WRITTEN PROBLEM => Reproduce every line of the material below from the line containing "of the girl" through the line containing "(1158, 559)", inclusive. Shift every coordinate value in the answers up by 137 and leave all other text unchanged.

RECORD EXCERPTS =>

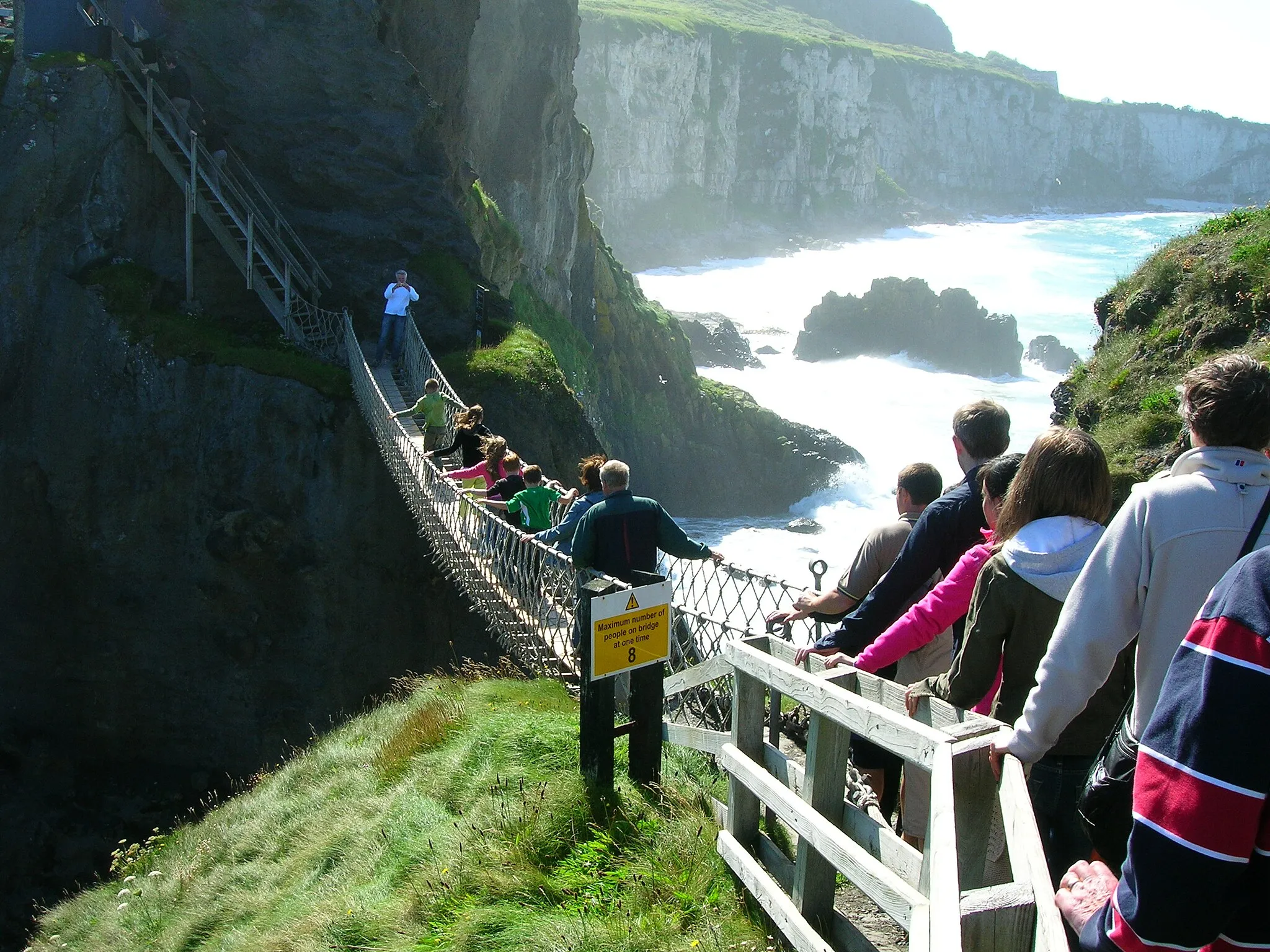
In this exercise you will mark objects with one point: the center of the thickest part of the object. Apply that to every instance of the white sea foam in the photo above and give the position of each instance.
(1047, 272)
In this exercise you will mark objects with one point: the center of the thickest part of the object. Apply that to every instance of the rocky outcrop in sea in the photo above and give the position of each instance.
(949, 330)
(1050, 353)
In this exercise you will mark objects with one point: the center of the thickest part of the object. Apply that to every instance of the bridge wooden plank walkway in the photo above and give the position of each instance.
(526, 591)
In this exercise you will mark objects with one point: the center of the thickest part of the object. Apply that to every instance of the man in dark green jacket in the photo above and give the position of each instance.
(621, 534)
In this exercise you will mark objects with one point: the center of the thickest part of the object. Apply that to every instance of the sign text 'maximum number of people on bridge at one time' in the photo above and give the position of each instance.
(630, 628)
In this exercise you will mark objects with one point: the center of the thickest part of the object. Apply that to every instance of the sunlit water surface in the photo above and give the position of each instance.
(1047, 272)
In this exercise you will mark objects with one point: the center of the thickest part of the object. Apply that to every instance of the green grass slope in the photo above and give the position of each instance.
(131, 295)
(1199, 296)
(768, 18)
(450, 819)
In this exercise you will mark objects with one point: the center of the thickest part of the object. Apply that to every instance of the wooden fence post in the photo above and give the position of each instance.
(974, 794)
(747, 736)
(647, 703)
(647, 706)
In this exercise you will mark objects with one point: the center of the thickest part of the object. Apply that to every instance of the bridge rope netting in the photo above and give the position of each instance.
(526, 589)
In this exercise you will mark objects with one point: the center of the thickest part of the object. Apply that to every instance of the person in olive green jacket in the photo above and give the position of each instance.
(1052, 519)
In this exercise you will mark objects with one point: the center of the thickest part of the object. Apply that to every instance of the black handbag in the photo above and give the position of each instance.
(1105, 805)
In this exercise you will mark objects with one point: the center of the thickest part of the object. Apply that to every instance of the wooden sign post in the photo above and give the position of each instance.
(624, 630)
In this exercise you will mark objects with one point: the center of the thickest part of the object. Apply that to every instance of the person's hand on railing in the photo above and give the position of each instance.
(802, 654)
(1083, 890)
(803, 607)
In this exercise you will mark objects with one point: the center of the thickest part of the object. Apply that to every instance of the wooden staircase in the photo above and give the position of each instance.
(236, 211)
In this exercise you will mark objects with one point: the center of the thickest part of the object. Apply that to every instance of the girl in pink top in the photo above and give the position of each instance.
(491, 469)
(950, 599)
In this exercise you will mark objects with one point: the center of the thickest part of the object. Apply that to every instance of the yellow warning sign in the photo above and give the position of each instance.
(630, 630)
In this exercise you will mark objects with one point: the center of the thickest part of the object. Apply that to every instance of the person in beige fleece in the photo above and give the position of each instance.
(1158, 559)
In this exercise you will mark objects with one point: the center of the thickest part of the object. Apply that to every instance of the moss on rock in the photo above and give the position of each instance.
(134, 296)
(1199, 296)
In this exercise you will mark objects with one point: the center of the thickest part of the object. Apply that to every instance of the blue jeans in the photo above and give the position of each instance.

RESULT =>
In this exercise you will mark objects with one point: the center of the thickest part of the object. Apply that to every instance of the girl in pink top in the photo above and give the position of each instance.
(628, 606)
(1087, 736)
In this exercise you will mark objects with one point: the center of the thickest part of the object. Apply that to every instance of the yellow warning sign in the photo above and give the position of each instance.
(767, 767)
In this exercise you will mark objects with one point: the center of the thickest part of the object. Apply that to every instance of the person in beige fleece in the photo above and give the position of each instance.
(1295, 696)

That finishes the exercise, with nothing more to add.